*Goal:* Which lines in the items below contain the word "green"? Find and copy each of them, treating case as significant.

** START OF Stored rows **

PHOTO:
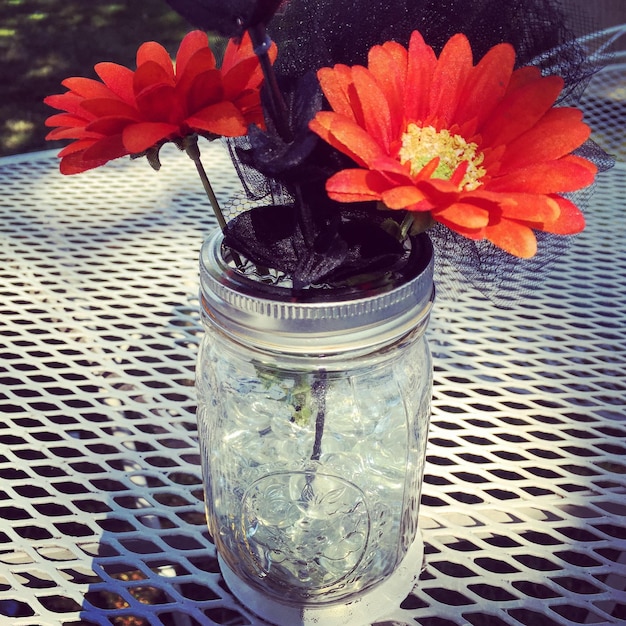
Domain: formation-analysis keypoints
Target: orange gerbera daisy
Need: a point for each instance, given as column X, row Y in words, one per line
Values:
column 129, row 112
column 479, row 148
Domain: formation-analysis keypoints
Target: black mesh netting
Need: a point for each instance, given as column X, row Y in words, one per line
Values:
column 311, row 34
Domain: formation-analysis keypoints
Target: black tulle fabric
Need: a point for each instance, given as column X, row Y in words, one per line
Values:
column 300, row 231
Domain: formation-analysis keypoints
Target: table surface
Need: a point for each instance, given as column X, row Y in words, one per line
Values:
column 101, row 512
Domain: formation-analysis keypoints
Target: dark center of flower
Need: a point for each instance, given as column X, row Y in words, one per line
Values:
column 420, row 145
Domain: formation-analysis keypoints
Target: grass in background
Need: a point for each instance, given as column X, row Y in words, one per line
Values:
column 43, row 42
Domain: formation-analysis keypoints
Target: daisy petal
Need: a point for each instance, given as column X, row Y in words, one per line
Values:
column 118, row 79
column 559, row 131
column 514, row 238
column 356, row 186
column 137, row 138
column 152, row 52
column 570, row 220
column 348, row 137
column 193, row 42
column 223, row 118
column 521, row 109
column 566, row 174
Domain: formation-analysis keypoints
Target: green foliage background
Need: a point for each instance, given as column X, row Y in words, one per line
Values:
column 43, row 42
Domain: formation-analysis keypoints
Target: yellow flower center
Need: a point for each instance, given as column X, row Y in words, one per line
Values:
column 420, row 145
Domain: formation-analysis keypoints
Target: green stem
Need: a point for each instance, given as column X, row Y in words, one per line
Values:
column 190, row 146
column 193, row 151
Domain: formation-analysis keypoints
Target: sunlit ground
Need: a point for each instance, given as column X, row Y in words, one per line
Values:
column 44, row 41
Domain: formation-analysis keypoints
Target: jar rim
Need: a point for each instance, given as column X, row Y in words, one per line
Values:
column 322, row 320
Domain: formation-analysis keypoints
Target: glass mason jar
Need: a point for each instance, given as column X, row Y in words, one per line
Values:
column 312, row 420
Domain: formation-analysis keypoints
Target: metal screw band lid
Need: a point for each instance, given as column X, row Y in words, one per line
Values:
column 320, row 320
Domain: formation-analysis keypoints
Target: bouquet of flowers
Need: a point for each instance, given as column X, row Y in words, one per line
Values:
column 355, row 125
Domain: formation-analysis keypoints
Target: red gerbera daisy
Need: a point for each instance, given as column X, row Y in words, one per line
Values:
column 479, row 148
column 129, row 112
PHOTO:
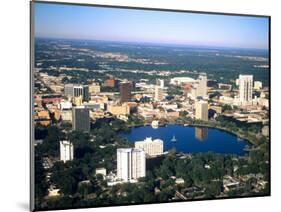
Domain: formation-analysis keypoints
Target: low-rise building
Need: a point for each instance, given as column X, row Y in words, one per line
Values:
column 151, row 147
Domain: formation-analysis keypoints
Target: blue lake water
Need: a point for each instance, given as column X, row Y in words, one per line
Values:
column 191, row 139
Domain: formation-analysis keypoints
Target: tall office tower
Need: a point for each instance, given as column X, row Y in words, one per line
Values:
column 86, row 95
column 202, row 86
column 80, row 119
column 72, row 90
column 130, row 163
column 158, row 93
column 201, row 110
column 125, row 91
column 151, row 147
column 201, row 133
column 245, row 88
column 160, row 83
column 258, row 85
column 66, row 151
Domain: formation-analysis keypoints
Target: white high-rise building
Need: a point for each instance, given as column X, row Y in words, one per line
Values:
column 202, row 86
column 160, row 83
column 199, row 87
column 201, row 110
column 66, row 151
column 158, row 93
column 245, row 88
column 151, row 147
column 130, row 164
column 258, row 85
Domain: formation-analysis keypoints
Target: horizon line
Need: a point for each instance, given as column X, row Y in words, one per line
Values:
column 156, row 43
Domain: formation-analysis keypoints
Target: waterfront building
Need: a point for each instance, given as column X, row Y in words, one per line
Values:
column 201, row 110
column 201, row 133
column 151, row 147
column 119, row 109
column 131, row 164
column 125, row 91
column 245, row 88
column 66, row 151
column 202, row 86
column 158, row 93
column 80, row 119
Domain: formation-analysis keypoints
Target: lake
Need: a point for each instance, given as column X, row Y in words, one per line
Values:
column 191, row 139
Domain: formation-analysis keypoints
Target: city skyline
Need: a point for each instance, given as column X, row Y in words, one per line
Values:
column 145, row 26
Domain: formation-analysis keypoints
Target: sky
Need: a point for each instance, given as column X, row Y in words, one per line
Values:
column 131, row 25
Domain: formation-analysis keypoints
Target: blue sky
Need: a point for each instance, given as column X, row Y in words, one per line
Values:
column 95, row 23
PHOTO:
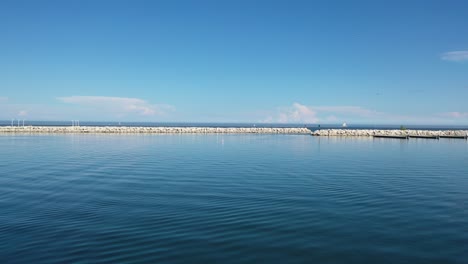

** END OF Stored rows **

*The reply:*
Target: green foliage background
Target: green stem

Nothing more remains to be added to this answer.